Selected text:
>>>
Fire crews found heavy smoke and fire coming from the front of the house when they arrived. A 4-year-old, an 11-year-old, and a 40-year-old were all found dead inside.

Investigators say they are still looking into what started the fire.

Firefighters on the scene say the tragedy that happened will leave lasting effects on the tight-knit-community. They tell us they haven’t responded to a fatal fire like this one in decades.

“Everything happened so fast. There are so many things going on all at once,” said Orangeville Assistant Fire Chief Kerry Dinges.

Assistant Chief Dinges says the front of the house was already fully engulfed in flames when the first crews arrived on scene.

“We started out behind the 8 ball right away, so you just do catch up as quick as you can,” Assistant Chief Dinges added.

“We started an aggressive attack of the fire, located three victims that unfortunately were deceased,” said Orangeville Fire Chief Pat Widolff.
<<<
Record excerpts:
>>>
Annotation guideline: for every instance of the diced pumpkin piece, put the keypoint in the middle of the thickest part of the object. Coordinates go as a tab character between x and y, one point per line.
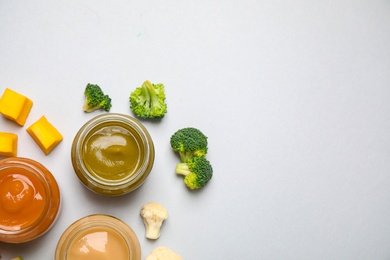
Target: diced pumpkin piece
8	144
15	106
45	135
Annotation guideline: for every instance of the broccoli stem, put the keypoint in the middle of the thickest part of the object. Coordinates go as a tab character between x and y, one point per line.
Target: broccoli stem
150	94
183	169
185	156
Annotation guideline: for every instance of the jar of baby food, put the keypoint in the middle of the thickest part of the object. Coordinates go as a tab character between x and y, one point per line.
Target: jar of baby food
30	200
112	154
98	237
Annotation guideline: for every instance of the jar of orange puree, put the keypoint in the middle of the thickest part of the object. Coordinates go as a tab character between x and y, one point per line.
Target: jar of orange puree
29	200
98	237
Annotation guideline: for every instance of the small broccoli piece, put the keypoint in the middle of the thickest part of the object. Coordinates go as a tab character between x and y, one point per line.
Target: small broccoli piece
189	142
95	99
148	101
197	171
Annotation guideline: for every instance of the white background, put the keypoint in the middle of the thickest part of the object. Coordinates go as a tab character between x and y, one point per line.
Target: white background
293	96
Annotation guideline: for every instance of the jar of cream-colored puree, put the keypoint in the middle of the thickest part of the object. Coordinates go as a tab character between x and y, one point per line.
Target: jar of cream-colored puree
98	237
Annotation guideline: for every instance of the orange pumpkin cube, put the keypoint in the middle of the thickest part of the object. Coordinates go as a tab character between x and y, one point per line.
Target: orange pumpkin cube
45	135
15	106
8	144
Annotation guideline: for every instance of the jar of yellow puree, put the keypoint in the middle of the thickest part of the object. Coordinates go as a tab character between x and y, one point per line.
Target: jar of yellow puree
<<<
What to do:
1. Copy the passage from the house fire report that begins at the words "Investigators say they" and stops after "Chief Pat Widolff.".
2. Carry on the news report about the Orangeville house fire from its last sentence.

Answers provided:
1.
Investigators say they are still looking into what started the fire.

Firefighters on the scene say the tragedy that happened will leave lasting effects on the tight-knit-community. They tell us they haven’t responded to a fatal fire like this one in decades.

“Everything happened so fast. There are so many things going on all at once,” said Orangeville Assistant Fire Chief Kerry Dinges.

Assistant Chief Dinges says the front of the house was already fully engulfed in flames when the first crews arrived on scene.

“We started out behind the 8 ball right away, so you just do catch up as quick as you can,” Assistant Chief Dinges added.

“We started an aggressive attack of the fire, located three victims that unfortunately were deceased,” said Orangeville Fire Chief Pat Widolff.

2.
Dinges says tragedies like these don’t happen very often in Orangeville.

“The last fatality we had was nearly 40 years ago, and I’m the firefighter who pulled that person out of the house. So it’s been a long time since we’ve had to deal with this,” the assistant chief said.

According to Dinges, grief counselors are already on hand at schools in town to help support kids and other community members. The longtime volunteer firefighter admits it was tough for him to keep his emotions in check, even while trying to battle the blaze.

“You try to suppress as much of that as you can coming in because you need to keep an open vision, and that can be challenging that you don’t have tunnel vision,” Asst. Chief Dinges said. “I’m more emotional now than I was then. You try to tend to business as much as you possibly can. Now it’s after the fact, and the adrenaline’s starting to wear off.”

Dinges expects the tragedy will be hard to process for the tight-knit community

“We’ll come back. It’s going to take a little bit, as it should. This is not something you should get over in a moment,” Asst. Chief Dinges said.

Investigators say it doesn’t appear foul play was involved but the fire is still under investigation by the state fire marshal.